67

A simple question for which I couldn't find the answer here.

What I understand is that while passing an argument to a function during call, e.g.

void myFunction(type myVariable)
{
}

void main()
{
    myFunction(myVariable);
}

For simple datatypes like int, float, etc. the function is called by value.

But if myVariable is an array, only the starting address is passed (even though our function is a call by value function).

If myVariable is an object, also only the address of the object is passed rather than creating a copy and passing it.

So back to the question. Does C++ pass a object by reference or value?

> _What is asked_
1) Decide whether each statement agrees with the post on passing arguments in C++. For each, answer yes or no and quote the deciding words of the post.
(a) The post says a function is called by value for simple datatypes such as int and float.
(b) The post says that passing an array to the function copies the whole array.
(c) The post asks how Java passes an object to a function.
2) Reproduce the part of the post on passing arguments in C++ starting with "If myVariable is an object, also" and going on through "reference or value?".

> _Extracted material_

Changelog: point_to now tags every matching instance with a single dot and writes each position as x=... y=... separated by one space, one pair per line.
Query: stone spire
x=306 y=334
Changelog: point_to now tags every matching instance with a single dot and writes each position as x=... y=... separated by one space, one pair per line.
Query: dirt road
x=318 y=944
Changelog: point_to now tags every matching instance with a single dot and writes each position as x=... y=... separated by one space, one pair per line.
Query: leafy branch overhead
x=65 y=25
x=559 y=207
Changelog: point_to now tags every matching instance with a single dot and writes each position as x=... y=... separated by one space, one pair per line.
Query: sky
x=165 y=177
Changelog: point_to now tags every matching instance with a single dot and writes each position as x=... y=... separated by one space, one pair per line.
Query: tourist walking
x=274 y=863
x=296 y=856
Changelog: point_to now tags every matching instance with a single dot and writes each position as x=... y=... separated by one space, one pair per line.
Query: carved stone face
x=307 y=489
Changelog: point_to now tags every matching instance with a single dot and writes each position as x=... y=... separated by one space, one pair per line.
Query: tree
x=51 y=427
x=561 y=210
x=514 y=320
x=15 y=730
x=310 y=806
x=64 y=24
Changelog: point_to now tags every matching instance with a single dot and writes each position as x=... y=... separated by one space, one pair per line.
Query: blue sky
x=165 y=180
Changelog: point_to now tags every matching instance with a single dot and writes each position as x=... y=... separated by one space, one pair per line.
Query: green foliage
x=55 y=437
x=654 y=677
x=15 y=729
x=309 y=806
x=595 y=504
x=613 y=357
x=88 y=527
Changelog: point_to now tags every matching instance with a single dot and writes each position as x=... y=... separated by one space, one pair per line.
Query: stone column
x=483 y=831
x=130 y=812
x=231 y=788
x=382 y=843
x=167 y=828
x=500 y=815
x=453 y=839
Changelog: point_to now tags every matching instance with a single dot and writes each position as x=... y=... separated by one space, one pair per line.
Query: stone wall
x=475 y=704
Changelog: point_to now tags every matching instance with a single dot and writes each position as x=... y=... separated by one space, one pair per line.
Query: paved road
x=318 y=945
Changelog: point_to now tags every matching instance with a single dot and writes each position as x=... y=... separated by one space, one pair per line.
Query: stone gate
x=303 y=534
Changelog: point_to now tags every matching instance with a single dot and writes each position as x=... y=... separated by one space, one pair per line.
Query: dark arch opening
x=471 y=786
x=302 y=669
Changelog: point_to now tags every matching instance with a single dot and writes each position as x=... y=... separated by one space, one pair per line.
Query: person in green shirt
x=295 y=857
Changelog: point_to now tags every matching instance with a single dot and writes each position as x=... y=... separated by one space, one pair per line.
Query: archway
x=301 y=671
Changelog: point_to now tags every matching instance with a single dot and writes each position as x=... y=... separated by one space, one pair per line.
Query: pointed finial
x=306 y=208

...

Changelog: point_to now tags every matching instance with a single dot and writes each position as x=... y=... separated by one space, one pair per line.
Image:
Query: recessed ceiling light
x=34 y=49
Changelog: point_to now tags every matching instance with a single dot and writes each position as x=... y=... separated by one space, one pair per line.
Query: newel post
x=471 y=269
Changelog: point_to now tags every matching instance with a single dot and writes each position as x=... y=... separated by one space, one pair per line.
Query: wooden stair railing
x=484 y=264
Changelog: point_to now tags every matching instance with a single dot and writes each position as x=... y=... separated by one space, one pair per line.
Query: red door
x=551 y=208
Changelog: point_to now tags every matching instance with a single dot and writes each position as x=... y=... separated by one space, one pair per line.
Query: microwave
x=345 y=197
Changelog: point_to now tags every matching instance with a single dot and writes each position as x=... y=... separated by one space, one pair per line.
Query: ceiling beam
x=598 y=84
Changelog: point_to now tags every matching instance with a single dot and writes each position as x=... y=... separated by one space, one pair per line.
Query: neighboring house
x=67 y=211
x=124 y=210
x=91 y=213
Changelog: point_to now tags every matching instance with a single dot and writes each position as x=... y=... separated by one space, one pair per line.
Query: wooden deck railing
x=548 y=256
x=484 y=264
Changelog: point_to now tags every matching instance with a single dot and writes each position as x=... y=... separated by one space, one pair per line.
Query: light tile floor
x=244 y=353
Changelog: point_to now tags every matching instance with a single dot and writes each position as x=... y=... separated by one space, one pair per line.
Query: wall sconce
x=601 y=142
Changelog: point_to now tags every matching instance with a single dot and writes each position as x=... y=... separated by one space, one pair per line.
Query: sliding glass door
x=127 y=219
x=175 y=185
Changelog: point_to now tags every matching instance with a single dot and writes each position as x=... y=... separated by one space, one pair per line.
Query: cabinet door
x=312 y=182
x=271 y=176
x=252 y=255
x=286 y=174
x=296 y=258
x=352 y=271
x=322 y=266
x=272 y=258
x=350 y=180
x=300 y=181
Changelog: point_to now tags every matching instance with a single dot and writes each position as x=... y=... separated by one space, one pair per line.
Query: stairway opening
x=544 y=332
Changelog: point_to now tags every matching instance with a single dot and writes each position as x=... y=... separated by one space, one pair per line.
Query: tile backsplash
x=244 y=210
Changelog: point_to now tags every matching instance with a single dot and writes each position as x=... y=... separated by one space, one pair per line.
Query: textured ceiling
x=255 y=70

> _Set of answers_
1)
(a) Yes: "For simple datatypes like int, float, etc. the function is called by value."
(b) No: "only the starting address is passed"
(c) No: "Does C++ pass a object by reference or value?"

2)
If myVariable is an object, also only the address of the object is passed rather than creating a copy and passing it.

So back to the question. Does C++ pass a object by reference or value?